DOCUMENT TEXT Start Marker

The researcher went on to explain that these genetic markers may be a gene or a genomic sequence that has variations in a population and has a known chromosomal location. Examples of this are the genes that determine blood type.
“We used genomic sequences that included single nucleotide polymorphisms (SNPs), in other words, sequences that presented a variation in a single DNA base-pair. As in a paternity test, 1,500 markers were used. The marker has a specific polymorphism that may come from the father (high inflammation, for example) or from the mother (low inflammation). This allows us to identify chromosomal regions related to inflammation and to the development of arthritis,” De Franco explained.
To induce the inflammatory process in the mice, the researchers injected a suspension of polyacrylamide (a type of polymer) microparticles into the dorsal region of the animals. After a 24-hour period, a saline solution was injected into the same area, and the inflammatory infiltrate was collected to count the number of ‘defense’ cells, mostly neutrophils.

DOCUMENT TEXT End Marker
GIVEN DATA Start Marker

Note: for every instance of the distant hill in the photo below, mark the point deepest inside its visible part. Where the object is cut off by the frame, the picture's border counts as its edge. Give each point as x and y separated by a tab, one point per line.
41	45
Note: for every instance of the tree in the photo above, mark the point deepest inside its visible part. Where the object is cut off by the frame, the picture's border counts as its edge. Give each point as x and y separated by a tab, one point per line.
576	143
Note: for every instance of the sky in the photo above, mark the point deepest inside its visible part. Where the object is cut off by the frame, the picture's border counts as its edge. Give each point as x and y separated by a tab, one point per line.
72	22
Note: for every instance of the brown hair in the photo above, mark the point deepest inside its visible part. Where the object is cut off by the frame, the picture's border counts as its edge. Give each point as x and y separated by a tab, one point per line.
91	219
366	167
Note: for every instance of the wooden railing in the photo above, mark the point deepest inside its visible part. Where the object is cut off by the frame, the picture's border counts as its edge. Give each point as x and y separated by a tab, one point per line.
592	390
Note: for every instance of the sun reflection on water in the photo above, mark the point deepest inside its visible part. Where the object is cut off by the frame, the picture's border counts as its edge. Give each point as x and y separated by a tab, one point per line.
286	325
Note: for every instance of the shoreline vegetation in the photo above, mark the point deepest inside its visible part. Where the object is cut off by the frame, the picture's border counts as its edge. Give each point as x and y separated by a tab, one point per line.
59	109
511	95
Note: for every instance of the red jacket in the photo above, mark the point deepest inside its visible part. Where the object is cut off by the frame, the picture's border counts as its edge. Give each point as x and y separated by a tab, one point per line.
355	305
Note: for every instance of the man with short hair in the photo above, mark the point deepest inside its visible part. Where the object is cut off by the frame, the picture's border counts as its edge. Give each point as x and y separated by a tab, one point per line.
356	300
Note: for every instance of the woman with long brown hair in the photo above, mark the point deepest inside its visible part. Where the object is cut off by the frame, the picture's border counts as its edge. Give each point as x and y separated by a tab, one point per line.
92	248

GIVEN DATA End Marker

-- PROBLEMS TO WORK ON --
(a) Reproduce the passage on genetic markers from "To induce the" up to and including "cells, mostly neutrophils.".
(b) In the passage on genetic markers, what did the researchers inject into the dorsal region of the mice to induce inflammation?
You won't need the lines for anything here.

-- SOLVED TASKS --
(a)
To induce the inflammatory process in the mice, the researchers injected a suspension of polyacrylamide (a type of polymer) microparticles into the dorsal region of the animals. After a 24-hour period, a saline solution was injected into the same area, and the inflammatory infiltrate was collected to count the number of ‘defense’ cells, mostly neutrophils.

(b) A suspension of polyacrylamide microparticles.